_Text section_
====

- Born: c. 1961^{[citation needed]} Burma
- Died: 2 June 2026
- Occupations: Filmmaker; poet;
- Children: 1

= Min Htin Ko Ko Gyi =

Burmese writer and filmmaker (c. 1961–2026)

Min Htin Ko Ko Gyi (မင်းထင်ကိုကိုကြီး; c. 1961 – 2 June 2026) was a Burmese documentary filmmaker, poet, film educator and political prisoner. He was known for his work in documentary film and human-rights cinema, and for founding the Human Dignity Film Institute and helping organise the Human Rights Human Dignity International Film Festival.

== Career ==
Min Htin Ko Ko Gyi directed eight feature-length films and two documentaries. His works included Human Zoo, Beyond the Dream, The Last Poem, and Floating Tomatoes. His 2010 film Floating Tomatoes won best documentary at the 2010 Documentary Film Association of Southeast Asian States.

In 2013, he founded the Human Dignity Film Institute, which trained young filmmakers in Myanmar. From 2013 to 2017, he organised the Human Rights Human Dignity International Film Festival, a film festival in Myanmar focused on human rights and social issues.

====

_Provided material_
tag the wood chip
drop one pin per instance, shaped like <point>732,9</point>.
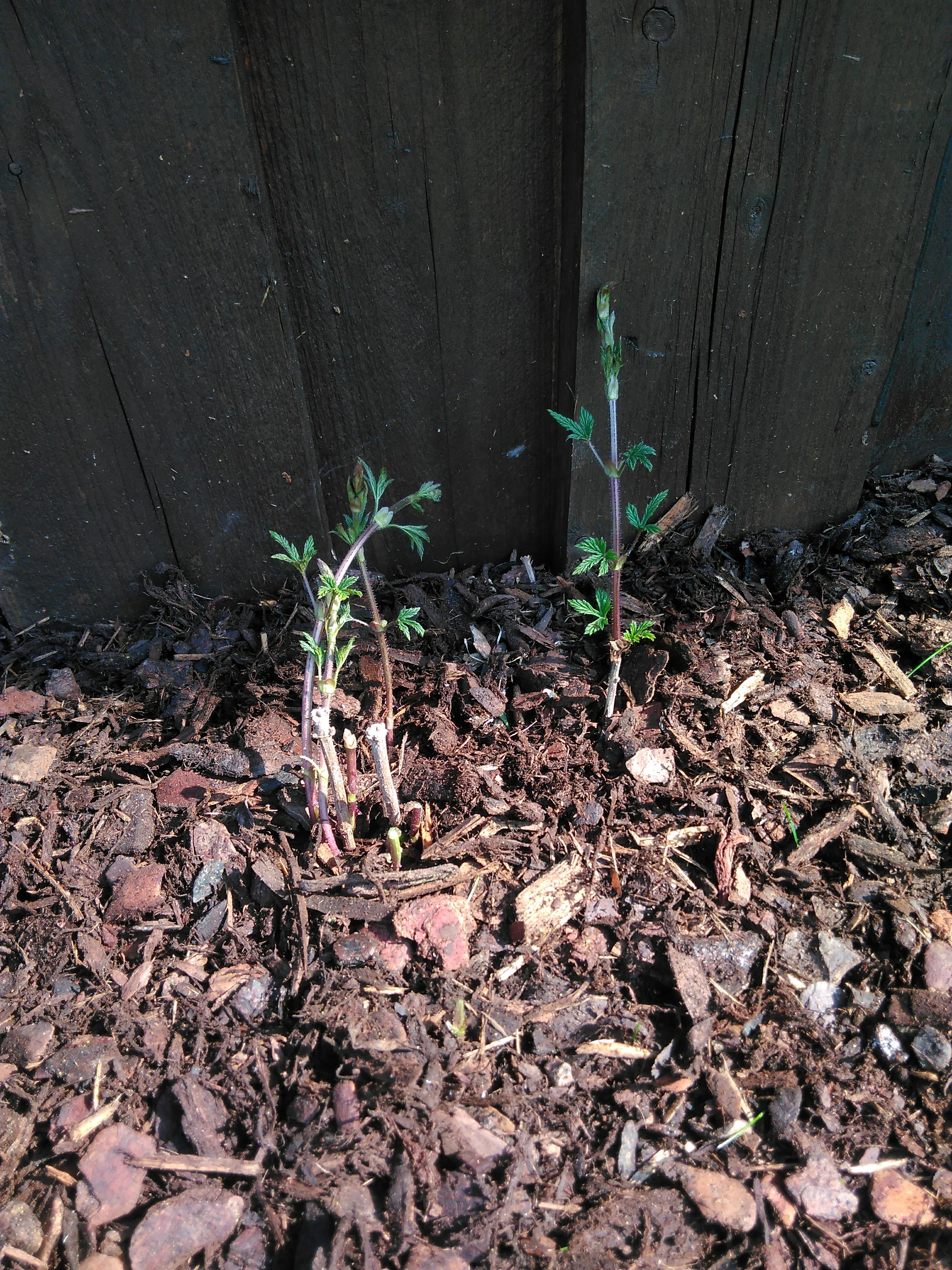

====

_Task set_
• A. Does the Min Htin Ko Ko Gyi biography support each statement? Answer yes or no for each, and quote the words that decide it. (i) Floating Tomatoes was named best documentary at the 2010 Documentary Film Association of Southeast Asian States. (ii) He founded the Human Dignity Film Institute in 2017. (iii) He organised the Human Rights Human Dignity International Film Festival until 2020.
• B. Extend the Min Htin Ko Ko Gyi biography, starting after its final sentence.
The material is separate from the Min Htin Ko Ko Gyi biography.

_The results_
• A.
(i) Yes: "His 2010 film Floating Tomatoes won best documentary at the 2010 Documentary Film Association of Southeast Asian States."
(ii) No: "In 2013, he founded the Human Dignity Film Institute"
(iii) No: "From 2013 to 2017, he organised the Human Rights Human Dignity International Film Festival"

• B.
== Imprisonment ==
=== 2019 prosecution ===
In March 2019, Lieutenant Colonel Lin Tun of the Yangon Region Military Command filed a complaint against him under Article 66(d) of the Telecommunications Law over ten Facebook posts written in February and March 2019. The posts criticised the military's role in parliament and its opposition to constitutional amendment efforts. He was later charged under Section 505(a) of Myanmar's Penal Code. On 29 August 2019, the Insein Township Court sentenced him to one year of imprisonment with labour under Section 505(a). International and domestic rights groups criticised the prosecution as a restriction on freedom of expression.

He was released from Insein Prison on 21 February 2020 after completing his sentence. After his release, he called for reform of Myanmar's prison law and said that political prisoners were not given separate official status in prison.

=== 2021 re-arrest ===
On 1 February 2021, following the 2021 Myanmar coup d'état, Min Htin Ko Ko Gyi was re-arrested. He was among several veteran political prisoners and activists, including Maung Tha Cho, Than Myint Aung, and Mya Aye, who were detained in the immediate aftermath of the coup. Mizzima reported that he was later sentenced to two years under Section 505(b) and was released in November 2022.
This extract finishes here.